# Task set
**1)** Reproduce the part of the passage on the size of the Regular Force starting at "Even if the" and ending at "calculated was necessary.".
**2)** Format the lines of the records as a JSON list of strings, one string per line and no blank lines, starting at the line that contains "Find the stone carving" and ending at the last line of the records. Include no other lines.

>> start Excerpted passage

Even if the figures were 5,000 and 12,500, I agree with the Deputy that, if you look merely at a Regular Force of 12,000 and 5,000 and nothing more, from the point of view of effectiveness, you have not gained an awful lot by having 12,000, but that is not the point of the argument. What we have to visualise is a force which will, first, give you the skeleton of such emergency army as you are going to have, if you need it, a skeleton on which you can build your whole military defensive plans; and secondly, a skeleton that will have within itself a certain element available for immediate effective deployment, because it may be a matter of hours. It is on that basis that our attitude has been adopted that we should maintain the minimum establishment which the Staff calculated was necessary.

>> end Excerpted passage
>> start Supplied material

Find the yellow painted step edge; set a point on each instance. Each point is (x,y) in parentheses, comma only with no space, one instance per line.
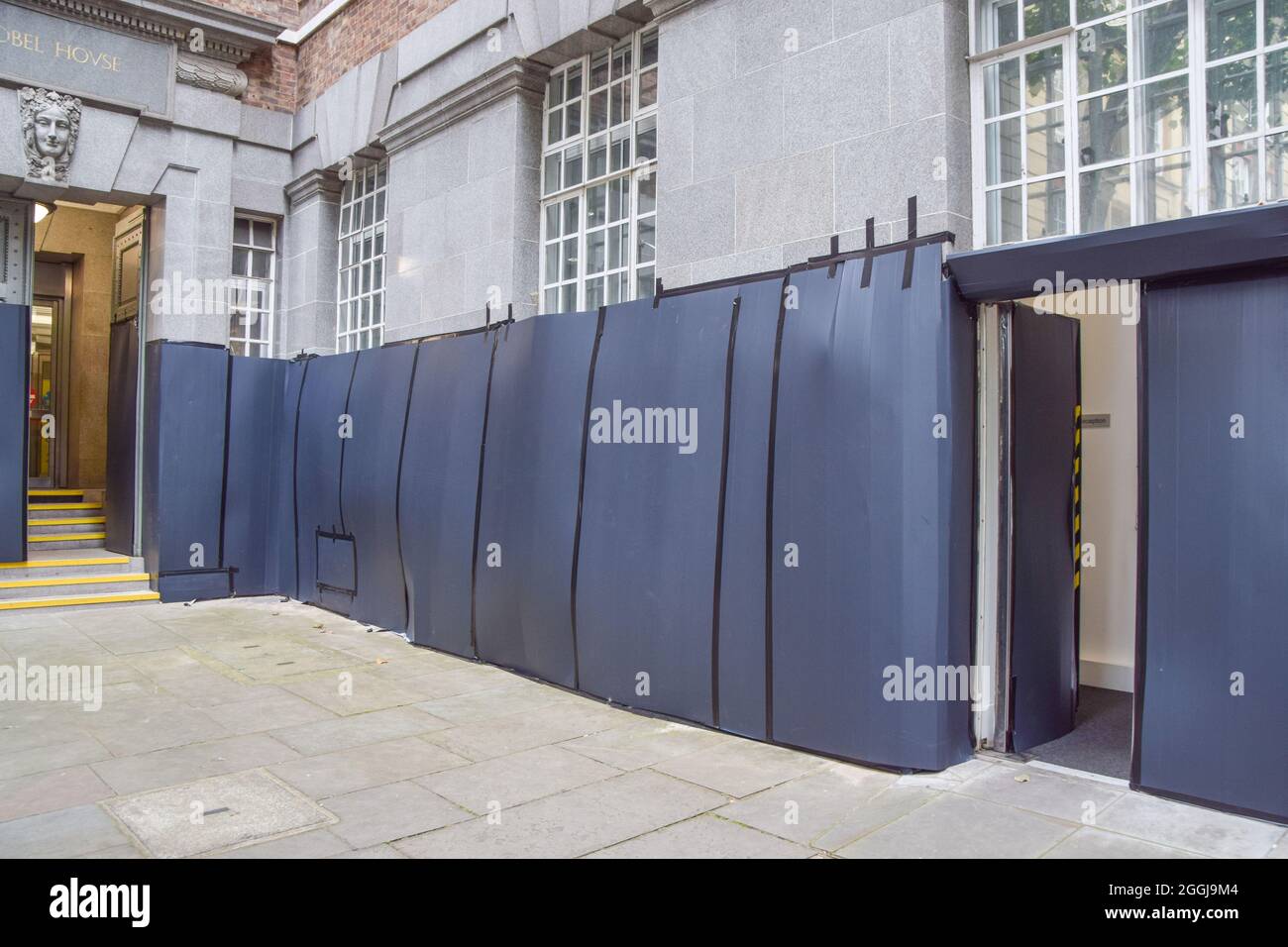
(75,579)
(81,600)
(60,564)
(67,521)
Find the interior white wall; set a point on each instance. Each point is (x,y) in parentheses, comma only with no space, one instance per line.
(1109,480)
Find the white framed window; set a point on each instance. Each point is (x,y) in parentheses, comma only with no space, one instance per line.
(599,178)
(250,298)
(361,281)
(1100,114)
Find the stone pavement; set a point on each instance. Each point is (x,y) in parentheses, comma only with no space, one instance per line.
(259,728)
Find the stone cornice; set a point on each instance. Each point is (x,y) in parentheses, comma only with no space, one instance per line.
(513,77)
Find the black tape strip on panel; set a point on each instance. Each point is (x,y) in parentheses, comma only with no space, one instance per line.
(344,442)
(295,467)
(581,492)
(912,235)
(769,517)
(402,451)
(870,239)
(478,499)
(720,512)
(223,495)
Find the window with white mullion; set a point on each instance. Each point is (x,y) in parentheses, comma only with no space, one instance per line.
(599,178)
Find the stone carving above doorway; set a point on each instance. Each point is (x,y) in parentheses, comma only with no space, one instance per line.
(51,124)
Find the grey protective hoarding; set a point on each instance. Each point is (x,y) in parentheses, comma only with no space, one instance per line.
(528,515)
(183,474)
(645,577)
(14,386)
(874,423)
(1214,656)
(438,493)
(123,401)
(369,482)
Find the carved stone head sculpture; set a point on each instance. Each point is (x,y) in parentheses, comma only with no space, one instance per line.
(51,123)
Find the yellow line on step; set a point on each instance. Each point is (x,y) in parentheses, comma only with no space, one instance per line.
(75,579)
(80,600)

>> end Supplied material

# Solutions to the exercise
**1)**
Even if the figures were 5,000 and 12,500, I agree with the Deputy that, if you look merely at a Regular Force of 12,000 and 5,000 and nothing more, from the point of view of effectiveness, you have not gained an awful lot by having 12,000, but that is not the point of the argument. What we have to visualise is a force which will, first, give you the skeleton of such emergency army as you are going to have, if you need it, a skeleton on which you can build your whole military defensive plans; and secondly, a skeleton that will have within itself a certain element available for immediate effective deployment, because it may be a matter of hours. It is on that basis that our attitude has been adopted that we should maintain the minimum establishment which the Staff calculated was necessary.

**2)**
[
  "Find the stone carving above doorway; set a point on each instance. Each point is (x,y) in parentheses, comma only with no space, one instance per line.",
  "(51,124)",
  "Find the grey protective hoarding; set a point on each instance. Each point is (x,y) in parentheses, comma only with no space, one instance per line.",
  "(528,515)",
  "(183,474)",
  "(645,577)",
  "(14,386)",
  "(874,423)",
  "(1214,656)",
  "(438,493)",
  "(123,401)",
  "(369,482)",
  "Find the carved stone head sculpture; set a point on each instance. Each point is (x,y) in parentheses, comma only with no space, one instance per line.",
  "(51,123)",
  "Find the yellow line on step; set a point on each instance. Each point is (x,y) in parentheses, comma only with no space, one instance per line.",
  "(75,579)",
  "(80,600)"
]